→ **EXCERPTED PASSAGE**:
Start with 1 point for the existence of the function/method
Add 1 for every time a new variable is used.
Add 1 for every decision point like IF, CASE, OR, AND, IIF, FOR, WHILE, SCAN, INLIST etc.
The sum is the complexity of the function or method.
To calculate the complexity of classes add the scores for each method and add 1 for every property.
Routines with a complexity of less than 25 are unlikely to contain bugs and if they do they are typically easy to fix. This is in part because less complex routines are easy to understand, easy to prove correct or test and easy to debug.
Routines with a complexity level greater than 100 are much more likely to contain bugs. This is because they are harder to understand, test and debug.

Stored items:
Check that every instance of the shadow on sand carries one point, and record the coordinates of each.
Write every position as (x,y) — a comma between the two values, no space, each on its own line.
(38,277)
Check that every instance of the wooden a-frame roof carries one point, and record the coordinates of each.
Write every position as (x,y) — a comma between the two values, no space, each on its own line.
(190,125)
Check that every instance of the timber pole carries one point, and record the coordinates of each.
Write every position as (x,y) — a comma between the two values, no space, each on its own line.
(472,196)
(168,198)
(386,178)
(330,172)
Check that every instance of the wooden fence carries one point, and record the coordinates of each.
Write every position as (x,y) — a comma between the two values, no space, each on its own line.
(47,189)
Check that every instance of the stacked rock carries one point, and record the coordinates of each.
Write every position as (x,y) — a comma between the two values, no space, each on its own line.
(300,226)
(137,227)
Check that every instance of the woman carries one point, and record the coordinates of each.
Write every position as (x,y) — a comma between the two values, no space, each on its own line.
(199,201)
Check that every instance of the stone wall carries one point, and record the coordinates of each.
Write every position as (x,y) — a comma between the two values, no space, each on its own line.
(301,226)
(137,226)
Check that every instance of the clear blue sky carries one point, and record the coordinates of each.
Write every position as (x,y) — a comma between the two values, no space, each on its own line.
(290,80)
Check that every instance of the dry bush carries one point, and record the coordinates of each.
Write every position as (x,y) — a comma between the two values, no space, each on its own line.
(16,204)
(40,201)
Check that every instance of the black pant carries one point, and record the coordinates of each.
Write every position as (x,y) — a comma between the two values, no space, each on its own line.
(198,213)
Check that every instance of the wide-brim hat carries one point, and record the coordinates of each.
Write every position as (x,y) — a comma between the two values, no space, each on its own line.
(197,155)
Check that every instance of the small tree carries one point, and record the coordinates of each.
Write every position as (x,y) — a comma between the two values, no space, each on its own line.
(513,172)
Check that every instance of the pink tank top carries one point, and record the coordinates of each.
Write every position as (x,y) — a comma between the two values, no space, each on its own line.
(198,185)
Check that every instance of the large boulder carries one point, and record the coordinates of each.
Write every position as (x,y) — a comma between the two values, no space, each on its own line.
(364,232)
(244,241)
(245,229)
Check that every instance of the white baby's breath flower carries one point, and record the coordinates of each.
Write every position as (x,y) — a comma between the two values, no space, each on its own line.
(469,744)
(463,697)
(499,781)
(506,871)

→ **WORK INSTRUCTIONS**:
(A) In the passage on scoring code complexity, how is the complexity of a class calculated?
(B) Condense the paragraph of the complexity-scoring passage that begins "Routines with a complexity of less than 25" into a short bulleted list that keeps its main facts.
(C) Write a continuation of the passage on scoring code complexity, starting after its final sentence.

→ **RESULTS FOR THE EXERCISE**:
(A) Add the scores for each method and add 1 for every property.

(B)
- Routines scoring below 25 are unlikely to contain bugs.
- Any bugs they do have are typically easy to fix.
- This is partly because such routines are easy to understand, to prove correct or test, and to debug.

(C)
Example:
PROCEDURE DisplayMessage && Score 1
LPARAMETERS tuName, tcMessage && Score 2
LOCAL lcName, lcMessage && Score 2
IF VARTYPE(tcMessage) = 'C' && Score 1
lcMessage = tcMessage
ELSE && Score 1
lcMessage = 'Hi there:'
ENDIF
DO CASE
CASE VARTYPE(tuName) = 'N' && Score 1
lcName = LookUpName(tuName)
CASE VARTYPE(tuName) = 'C' && Score 1
lcName = tuName
OTHERWISE && Score 1
lcName = 'Stranger'
ENDCASE
WAIT WINDOW lcMessage + ' ' + lcName
RETURN
So this procedure would score a total of 10
For more information about measuring complexity search the web on the following two systems:
- McCabe's Cyclomatic number
This is the system Andrew is using and is descibed in Code Complete.
- Halstead's Software Science
Counts using the number of operands and operators, both the total count and the unique count.
One thing I want to include in my measuments are the number of comments per lines of code. However I am not sure yet how to count this, proberbally lines of code / number of comments.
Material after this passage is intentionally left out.